• AIM
Write out the listing below again, precisely as it is given.

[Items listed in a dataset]
■ ■ ■ ■ ■

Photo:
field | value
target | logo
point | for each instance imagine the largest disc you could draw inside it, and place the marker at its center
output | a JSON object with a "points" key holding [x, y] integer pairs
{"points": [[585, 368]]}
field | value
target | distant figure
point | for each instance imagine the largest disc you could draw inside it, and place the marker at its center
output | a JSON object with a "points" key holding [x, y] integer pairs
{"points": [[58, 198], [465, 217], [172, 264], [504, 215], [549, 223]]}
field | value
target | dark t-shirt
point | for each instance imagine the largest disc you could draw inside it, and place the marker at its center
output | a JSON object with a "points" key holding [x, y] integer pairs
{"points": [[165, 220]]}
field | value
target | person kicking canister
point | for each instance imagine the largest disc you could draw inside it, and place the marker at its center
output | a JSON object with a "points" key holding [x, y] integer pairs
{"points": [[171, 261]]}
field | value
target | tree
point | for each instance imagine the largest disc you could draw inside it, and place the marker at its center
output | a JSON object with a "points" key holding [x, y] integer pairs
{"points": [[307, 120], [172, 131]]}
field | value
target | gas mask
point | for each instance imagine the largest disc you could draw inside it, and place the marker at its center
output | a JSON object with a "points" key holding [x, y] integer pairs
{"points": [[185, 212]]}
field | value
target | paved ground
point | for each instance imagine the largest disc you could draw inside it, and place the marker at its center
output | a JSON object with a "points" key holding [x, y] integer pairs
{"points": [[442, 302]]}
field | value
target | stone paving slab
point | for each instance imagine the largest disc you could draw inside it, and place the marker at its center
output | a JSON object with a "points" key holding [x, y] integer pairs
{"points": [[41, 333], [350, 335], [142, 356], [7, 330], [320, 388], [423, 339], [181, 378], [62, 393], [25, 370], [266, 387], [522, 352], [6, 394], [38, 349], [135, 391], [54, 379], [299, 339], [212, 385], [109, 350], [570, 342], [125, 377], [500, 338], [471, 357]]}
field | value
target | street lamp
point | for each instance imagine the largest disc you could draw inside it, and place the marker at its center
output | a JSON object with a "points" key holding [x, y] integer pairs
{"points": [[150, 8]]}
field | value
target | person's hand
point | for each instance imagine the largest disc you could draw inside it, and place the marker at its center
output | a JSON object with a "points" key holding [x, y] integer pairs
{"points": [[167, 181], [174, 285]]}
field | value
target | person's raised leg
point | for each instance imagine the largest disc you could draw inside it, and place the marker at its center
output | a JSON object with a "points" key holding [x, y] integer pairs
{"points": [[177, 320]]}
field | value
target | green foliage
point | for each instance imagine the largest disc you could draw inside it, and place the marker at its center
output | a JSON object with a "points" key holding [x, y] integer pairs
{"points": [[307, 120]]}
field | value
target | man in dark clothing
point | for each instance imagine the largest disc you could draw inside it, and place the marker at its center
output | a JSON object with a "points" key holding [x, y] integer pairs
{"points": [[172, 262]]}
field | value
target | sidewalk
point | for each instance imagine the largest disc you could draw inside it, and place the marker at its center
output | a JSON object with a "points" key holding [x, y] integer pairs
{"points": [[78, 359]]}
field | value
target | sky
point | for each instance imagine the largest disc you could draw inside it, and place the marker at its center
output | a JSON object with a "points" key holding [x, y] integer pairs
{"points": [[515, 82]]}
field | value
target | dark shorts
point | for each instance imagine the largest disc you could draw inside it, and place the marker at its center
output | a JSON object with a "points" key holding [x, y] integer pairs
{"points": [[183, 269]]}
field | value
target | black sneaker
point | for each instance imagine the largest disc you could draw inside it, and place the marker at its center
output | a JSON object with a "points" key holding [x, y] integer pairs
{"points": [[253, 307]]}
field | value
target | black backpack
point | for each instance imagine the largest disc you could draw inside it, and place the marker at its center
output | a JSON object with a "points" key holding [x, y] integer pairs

■ ■ ■ ■ ■

• TASK OUTPUT
Photo:
field | value
target | logo
point | for each instance imagine the largest disc you could draw inside it, and place the marker at its center
output | a JSON object with a "points" key holding [x, y] integer pairs
{"points": [[585, 368]]}
field | value
target | distant figure
point | for each instance imagine the largest disc you could draw inside it, and place the marker at its center
output | a JSON object with a "points" key holding [x, y] integer pairs
{"points": [[58, 198], [465, 217], [172, 264], [504, 215], [549, 223]]}
field | value
target | dark t-shirt
point | for each instance imagine the largest disc you could draw inside it, and place the marker at its center
output | a JSON object with a "points" key holding [x, y] integer pairs
{"points": [[165, 220]]}
field | value
target | person kicking canister
point | for each instance imagine the largest disc you could draw inside it, and place the marker at its center
output | a JSON object with a "points" key holding [x, y] integer pairs
{"points": [[171, 261]]}
field | value
target | tree
point | for each instance imagine the largest disc you could draw inside it, and place the marker at its center
output | a JSON object with a "points" key holding [x, y] integer pairs
{"points": [[307, 120], [172, 131]]}
field | value
target | gas mask
point | for each instance imagine the largest disc you could draw inside it, and place the marker at its center
output | a JSON object with a "points" key holding [x, y] integer pairs
{"points": [[185, 212]]}
field | value
target | paved ground
point | for each instance imagine the largest disc you could draw inside it, and place the marker at its center
output | a JSON object with a "points" key holding [x, y] integer pairs
{"points": [[442, 302]]}
field | value
target | stone paving slab
point | for each instance imagine the largest disc you could draw inside it, and place the marker at its center
output | a JSON object with a "points" key holding [x, y] integer pairs
{"points": [[41, 333], [350, 335], [142, 356], [7, 330], [320, 388], [423, 339], [181, 378], [62, 393], [25, 370], [266, 387], [522, 352], [6, 394], [38, 349], [135, 391], [54, 379], [299, 339], [212, 385], [109, 350], [570, 342], [125, 377], [500, 338], [471, 357]]}
field | value
target | street lamp
point | for each instance imagine the largest disc you could draw inside it, and place the marker at its center
output | a JSON object with a "points" key holding [x, y] integer pairs
{"points": [[150, 8]]}
field | value
target | person's hand
point | for each instance imagine the largest disc you could draw inside it, and place the marker at its center
output | a JSON object with a "points" key holding [x, y] integer pairs
{"points": [[167, 181], [174, 285]]}
field | value
target | person's raised leg
point | for each instance imagine the largest disc you could draw inside it, and place the marker at its center
output | a JSON object with a "points" key holding [x, y] integer pairs
{"points": [[177, 320]]}
field | value
target | green foliage
point | for each instance imagine the largest disc you could draw inside it, and place the marker at its center
output | a JSON object with a "points" key holding [x, y] integer pairs
{"points": [[307, 120]]}
field | value
target | man in dark clothing
point | for each instance imagine the largest disc you could draw inside it, and place the marker at its center
output | a JSON object with a "points" key holding [x, y] integer pairs
{"points": [[172, 262]]}
field | value
target | sidewalk
point | for each instance imagine the largest disc you could draw inside it, and place the marker at its center
output | a JSON object with a "points" key holding [x, y] integer pairs
{"points": [[78, 359]]}
field | value
target | sky
point | for each instance imagine the largest disc you could draw inside it, and place the marker at its center
output | a JSON object with a "points" key holding [x, y] integer pairs
{"points": [[515, 82]]}
field | value
target | dark shorts
point | for each instance imagine the largest disc you could draw inside it, and place the marker at its center
output | a JSON object with a "points" key holding [x, y] integer pairs
{"points": [[183, 269]]}
field | value
target | black sneaker
point | for each instance imagine the largest disc you could draw inside it, and place the marker at its center
output | a JSON object with a "points" key holding [x, y] integer pairs
{"points": [[253, 307]]}
field | value
target | black backpack
point | for each instance imagine the largest disc you could draw inside it, and place the marker at its center
output | a JSON object with a "points" key holding [x, y] integer pairs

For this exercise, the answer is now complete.